• [List of tasks]:
(1) For each statement, decide whether the data-audit notes below agree with it, and quote the words that decide it: (a) If the database cannot be reached, the PostgreSQL checks are skipped. (b) A missing dbt_project.yml is treated as an error. (c) Scanning an empty directory gives a FAIL.
(2) List every place or kind of file where the data-audit notes below say violations should not be flagged.

• [Extract to read]:
____________
VERDICT: PASS | FAIL (N blocking issues)

Skip Patterns

Do not flag violations in:

  • **/tests/** - Test files may have intentional violations
  • **/__pycache__/** - Compiled files
  • **/fixtures/** - Test fixtures
  • **/.scratch/** - Temporary working files
  • Files with # noqa: data-audit comment
  • Migration files marked as historical

Error Handling

Scenario Behavior
Database not reachable (pg_connect fails) WARN, skip PostgreSQL checks, continue with file-based
dbt not configured (no dbt_project.yml) Skip dbt checks entirely, not an error
No PostGIS tables found Skip PostGIS checks, not an error
MCP tool call fails Report as WARN with tool name, continue with remaining checks
No data files in scanned path Report "No data artifacts found" - PASS (nothing to fail)
Empty directory Report "No files found in path" - PASS

Integration Notes

projman Orchestrator

When called as a domain gate:

  1. Orchestrator detects Domain/Data label on issue
  2. Orchestrator identifies changed files
  3. Orchestrator invokes /data-gate <path>
  4. Agent runs gate mode scan
  5. Returns PASS/FAIL to orchestrator
  6. Orchestrator decides whether to complete issue

Standalone Usage

For manual audits:

  1. User runs /data-review <path>
  2. Agent runs full review mode scan
  3. Returns detailed report with all severity levels
  4. User decides on actions
____________
• [Information shown]:
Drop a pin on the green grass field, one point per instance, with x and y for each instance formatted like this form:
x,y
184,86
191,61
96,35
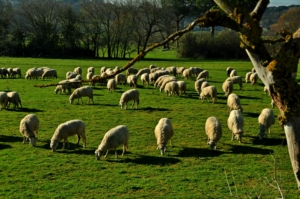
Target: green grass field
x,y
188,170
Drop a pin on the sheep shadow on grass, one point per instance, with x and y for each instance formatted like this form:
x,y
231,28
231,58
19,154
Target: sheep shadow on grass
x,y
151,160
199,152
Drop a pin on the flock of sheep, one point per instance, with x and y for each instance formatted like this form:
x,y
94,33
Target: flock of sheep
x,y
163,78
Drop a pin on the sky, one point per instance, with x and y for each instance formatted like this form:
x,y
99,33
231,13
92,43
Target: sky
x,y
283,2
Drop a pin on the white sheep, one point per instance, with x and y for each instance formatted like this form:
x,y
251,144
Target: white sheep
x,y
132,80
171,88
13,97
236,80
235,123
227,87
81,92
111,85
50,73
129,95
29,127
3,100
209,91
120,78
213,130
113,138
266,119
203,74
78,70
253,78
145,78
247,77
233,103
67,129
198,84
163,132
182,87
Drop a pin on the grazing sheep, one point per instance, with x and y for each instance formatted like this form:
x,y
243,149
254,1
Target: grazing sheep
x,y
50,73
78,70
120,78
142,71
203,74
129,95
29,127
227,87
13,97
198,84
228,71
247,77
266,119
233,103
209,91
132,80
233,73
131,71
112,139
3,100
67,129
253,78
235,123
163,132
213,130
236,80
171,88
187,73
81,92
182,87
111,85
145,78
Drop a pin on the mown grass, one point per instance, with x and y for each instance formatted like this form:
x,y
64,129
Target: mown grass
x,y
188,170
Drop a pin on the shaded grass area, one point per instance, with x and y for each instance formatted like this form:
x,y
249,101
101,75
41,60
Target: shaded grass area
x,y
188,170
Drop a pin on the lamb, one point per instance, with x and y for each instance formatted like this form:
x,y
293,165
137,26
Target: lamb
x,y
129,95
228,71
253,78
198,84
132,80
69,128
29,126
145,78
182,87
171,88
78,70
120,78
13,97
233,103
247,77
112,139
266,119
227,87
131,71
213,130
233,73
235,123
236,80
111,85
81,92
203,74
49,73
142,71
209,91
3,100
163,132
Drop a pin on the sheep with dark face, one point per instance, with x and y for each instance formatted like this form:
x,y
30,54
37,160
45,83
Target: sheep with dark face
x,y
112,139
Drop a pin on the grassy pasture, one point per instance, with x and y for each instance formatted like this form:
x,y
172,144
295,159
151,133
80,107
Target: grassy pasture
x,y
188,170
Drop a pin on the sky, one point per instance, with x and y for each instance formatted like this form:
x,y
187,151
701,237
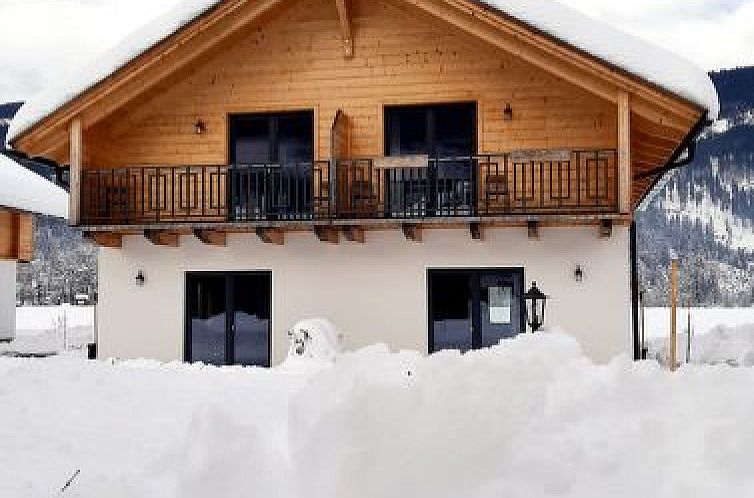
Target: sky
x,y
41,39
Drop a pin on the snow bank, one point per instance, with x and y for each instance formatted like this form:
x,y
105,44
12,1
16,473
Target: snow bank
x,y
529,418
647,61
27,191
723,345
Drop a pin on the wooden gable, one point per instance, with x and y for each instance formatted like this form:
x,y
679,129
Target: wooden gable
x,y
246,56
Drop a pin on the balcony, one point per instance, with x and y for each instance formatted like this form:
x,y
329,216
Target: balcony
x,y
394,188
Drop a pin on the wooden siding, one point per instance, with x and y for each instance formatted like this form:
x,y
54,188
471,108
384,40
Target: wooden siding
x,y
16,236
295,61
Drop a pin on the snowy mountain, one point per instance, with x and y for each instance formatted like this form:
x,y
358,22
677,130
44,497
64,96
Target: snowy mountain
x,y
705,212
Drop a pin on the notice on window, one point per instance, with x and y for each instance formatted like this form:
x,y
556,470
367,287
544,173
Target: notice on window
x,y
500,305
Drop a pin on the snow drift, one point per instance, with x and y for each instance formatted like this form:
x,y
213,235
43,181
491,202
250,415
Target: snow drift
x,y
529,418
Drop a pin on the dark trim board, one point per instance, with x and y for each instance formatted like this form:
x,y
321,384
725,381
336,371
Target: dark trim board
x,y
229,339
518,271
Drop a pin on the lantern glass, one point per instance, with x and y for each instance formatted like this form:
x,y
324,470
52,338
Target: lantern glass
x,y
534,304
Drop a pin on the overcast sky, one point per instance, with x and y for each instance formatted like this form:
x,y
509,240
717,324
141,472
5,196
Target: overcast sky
____________
• [Results for the exercise]:
(1)
(a) Yes: "WARN, skip PostgreSQL checks, continue with file-based"
(b) No: "Skip dbt checks entirely, not an error"
(c) No: "Report "No files found in path" - PASS"

(2)
- **/tests/**
- **/__pycache__/**
- **/fixtures/**
- **/.scratch/**
- Files with # noqa: data-audit comment
- Migration files marked as historical